En su favor hay que decir que, en comparación con otros muchos izquierdistas de salón, nunca fue un dogmático a pesar de no poder resistirse, en determinados momentos, a ejercer como susurrante de muchos de los grandes protagonistas de la historia de la segunda mitad del siglo XX. En su juventud, como otros hombres de su misma generación, fue seducido por la épica del comunismo ruso, pero la lectura de André Gide le hizo caerse del caballo de los totalitarismos para moverse entre las distintas sensibilidades de la izquierda razonable, que no era ni mucho menos perfecta –la historia ha demostrado más tarde muchos de sus espejismos– pero sí sobrevolaba los trapicheos de la baja política en busca de argumentos elaborados. Visto desde nuestros días, cuando el pensamiento político se confunde con eslóganes pensados para analfabetos, ciertamente puede considerarse un gran logro. Su condición de periodista le permitía tener información de primera mano de los personajes; su capacidad intelectual le ayudaba a analizar lo que veía desde el ángulo que eligió para estar en el mundo.

_ _ _ _ _

Indique, en el orden en que aparecen en el fragmento sobre el periodista, todos los sustantivos que van acompañados del posesivo «su» o «sus». El listado que sigue no guarda relación alguna con el fragmento.

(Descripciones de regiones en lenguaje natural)

_ _ _ _ _

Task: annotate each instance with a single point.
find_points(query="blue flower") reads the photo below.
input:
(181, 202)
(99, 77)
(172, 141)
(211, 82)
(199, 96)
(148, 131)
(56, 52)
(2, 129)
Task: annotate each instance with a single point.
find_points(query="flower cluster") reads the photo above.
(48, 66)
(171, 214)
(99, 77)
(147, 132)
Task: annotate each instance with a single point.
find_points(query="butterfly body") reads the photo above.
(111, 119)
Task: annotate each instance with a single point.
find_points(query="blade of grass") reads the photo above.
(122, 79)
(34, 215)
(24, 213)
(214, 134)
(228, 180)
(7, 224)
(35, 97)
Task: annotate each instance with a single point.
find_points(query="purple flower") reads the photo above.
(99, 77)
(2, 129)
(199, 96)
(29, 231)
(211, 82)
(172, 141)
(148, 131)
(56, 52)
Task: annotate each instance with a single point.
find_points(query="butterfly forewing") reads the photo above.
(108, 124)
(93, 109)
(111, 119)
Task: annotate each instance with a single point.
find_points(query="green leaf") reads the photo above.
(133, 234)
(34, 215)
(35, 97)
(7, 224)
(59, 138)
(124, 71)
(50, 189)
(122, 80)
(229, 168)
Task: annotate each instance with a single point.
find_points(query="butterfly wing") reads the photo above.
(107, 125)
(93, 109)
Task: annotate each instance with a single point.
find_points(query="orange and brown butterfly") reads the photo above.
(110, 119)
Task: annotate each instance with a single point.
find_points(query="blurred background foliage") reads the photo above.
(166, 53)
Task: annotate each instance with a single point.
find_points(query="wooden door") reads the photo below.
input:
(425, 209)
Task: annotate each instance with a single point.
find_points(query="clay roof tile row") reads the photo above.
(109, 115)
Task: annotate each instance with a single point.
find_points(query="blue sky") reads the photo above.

_ _ _ _ _

RESULTADO DEL EJERCICIO> favor, juventud, generación, espejismos, condición, capacidad